→ **Records for the task**

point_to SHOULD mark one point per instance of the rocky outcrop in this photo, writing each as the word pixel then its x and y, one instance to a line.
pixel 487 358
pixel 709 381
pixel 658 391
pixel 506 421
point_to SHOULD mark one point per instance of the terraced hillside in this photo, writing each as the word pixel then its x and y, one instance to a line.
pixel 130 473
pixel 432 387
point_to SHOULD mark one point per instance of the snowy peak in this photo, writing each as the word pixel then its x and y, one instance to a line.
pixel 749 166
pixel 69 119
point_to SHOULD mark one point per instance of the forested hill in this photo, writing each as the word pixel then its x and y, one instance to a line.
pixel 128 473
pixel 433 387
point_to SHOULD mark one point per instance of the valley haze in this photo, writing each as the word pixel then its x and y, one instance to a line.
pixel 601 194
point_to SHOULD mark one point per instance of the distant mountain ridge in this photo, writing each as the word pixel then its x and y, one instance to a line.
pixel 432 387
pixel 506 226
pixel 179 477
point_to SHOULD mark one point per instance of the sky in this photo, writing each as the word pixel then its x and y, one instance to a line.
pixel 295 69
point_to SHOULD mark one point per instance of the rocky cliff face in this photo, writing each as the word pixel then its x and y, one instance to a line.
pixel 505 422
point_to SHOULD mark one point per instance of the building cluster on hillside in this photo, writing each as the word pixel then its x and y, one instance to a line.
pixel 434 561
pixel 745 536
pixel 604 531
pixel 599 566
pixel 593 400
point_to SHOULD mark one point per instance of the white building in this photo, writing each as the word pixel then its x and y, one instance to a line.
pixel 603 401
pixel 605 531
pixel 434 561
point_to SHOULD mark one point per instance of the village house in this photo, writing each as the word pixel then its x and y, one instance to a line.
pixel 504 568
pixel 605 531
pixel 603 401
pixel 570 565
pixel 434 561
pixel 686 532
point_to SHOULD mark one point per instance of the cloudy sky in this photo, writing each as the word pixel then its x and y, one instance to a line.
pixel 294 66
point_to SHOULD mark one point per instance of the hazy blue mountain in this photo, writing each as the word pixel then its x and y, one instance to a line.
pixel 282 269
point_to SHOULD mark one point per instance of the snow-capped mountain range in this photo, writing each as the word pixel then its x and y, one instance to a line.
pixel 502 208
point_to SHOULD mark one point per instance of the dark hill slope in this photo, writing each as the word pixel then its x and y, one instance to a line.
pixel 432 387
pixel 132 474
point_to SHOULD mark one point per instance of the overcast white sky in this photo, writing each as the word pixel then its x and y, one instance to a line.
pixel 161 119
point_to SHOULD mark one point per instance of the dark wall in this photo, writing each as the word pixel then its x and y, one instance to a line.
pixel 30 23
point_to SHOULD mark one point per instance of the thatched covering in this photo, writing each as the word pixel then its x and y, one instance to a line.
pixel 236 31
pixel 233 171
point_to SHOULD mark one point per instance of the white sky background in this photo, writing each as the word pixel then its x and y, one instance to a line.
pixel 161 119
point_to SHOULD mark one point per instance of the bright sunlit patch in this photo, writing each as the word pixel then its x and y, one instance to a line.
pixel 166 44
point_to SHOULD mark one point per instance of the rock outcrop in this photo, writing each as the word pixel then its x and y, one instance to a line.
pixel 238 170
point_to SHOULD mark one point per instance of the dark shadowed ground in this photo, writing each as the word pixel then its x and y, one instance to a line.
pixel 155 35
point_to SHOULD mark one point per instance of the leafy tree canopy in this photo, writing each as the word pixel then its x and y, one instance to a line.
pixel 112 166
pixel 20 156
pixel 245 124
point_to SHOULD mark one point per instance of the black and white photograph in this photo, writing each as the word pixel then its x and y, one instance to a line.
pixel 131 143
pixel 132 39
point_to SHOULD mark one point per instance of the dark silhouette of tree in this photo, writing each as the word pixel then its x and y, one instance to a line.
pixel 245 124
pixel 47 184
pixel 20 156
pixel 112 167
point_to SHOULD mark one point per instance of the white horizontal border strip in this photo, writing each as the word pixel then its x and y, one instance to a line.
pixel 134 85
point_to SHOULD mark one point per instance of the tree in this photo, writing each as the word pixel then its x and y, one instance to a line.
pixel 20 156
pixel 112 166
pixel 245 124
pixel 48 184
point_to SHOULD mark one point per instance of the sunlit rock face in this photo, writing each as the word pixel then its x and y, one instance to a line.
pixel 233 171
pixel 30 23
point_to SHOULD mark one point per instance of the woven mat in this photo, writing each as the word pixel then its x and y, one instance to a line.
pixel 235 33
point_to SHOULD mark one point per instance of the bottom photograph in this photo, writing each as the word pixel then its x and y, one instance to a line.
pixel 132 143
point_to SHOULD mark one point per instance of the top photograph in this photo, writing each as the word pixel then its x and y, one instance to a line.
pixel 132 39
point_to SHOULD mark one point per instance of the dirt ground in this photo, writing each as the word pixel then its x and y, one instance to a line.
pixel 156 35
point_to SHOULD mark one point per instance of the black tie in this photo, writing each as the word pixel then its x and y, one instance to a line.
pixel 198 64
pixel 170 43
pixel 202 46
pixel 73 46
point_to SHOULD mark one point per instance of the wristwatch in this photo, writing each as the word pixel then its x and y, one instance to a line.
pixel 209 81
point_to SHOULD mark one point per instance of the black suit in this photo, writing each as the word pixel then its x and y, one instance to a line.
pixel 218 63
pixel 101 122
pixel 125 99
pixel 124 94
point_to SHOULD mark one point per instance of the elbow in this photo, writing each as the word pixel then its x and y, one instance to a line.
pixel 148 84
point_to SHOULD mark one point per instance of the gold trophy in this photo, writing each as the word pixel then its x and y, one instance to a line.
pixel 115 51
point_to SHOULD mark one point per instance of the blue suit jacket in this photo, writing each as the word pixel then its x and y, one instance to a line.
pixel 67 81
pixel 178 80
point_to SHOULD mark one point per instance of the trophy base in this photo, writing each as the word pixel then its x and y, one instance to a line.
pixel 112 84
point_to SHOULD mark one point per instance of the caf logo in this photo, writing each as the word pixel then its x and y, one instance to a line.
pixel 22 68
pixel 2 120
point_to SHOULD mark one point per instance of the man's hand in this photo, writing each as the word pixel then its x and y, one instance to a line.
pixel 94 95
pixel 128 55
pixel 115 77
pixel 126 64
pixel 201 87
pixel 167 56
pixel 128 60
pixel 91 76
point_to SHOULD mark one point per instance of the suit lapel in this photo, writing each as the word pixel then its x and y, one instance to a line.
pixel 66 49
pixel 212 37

→ **Exercise**
Repeat the records above word for word, starting with the line that contains "point_to SHOULD mark one point per instance of the black tie" and going on through the line that contains "pixel 209 81", with both of those lines included.

→ **Solution to this exercise**
point_to SHOULD mark one point per instance of the black tie in this photo, writing each as the word pixel then its x and y, one instance to a line.
pixel 198 64
pixel 170 43
pixel 202 46
pixel 73 46
point_to SHOULD mark one point per instance of the wristwatch in this photo, writing each as the word pixel then its x and y, one instance to a line.
pixel 209 81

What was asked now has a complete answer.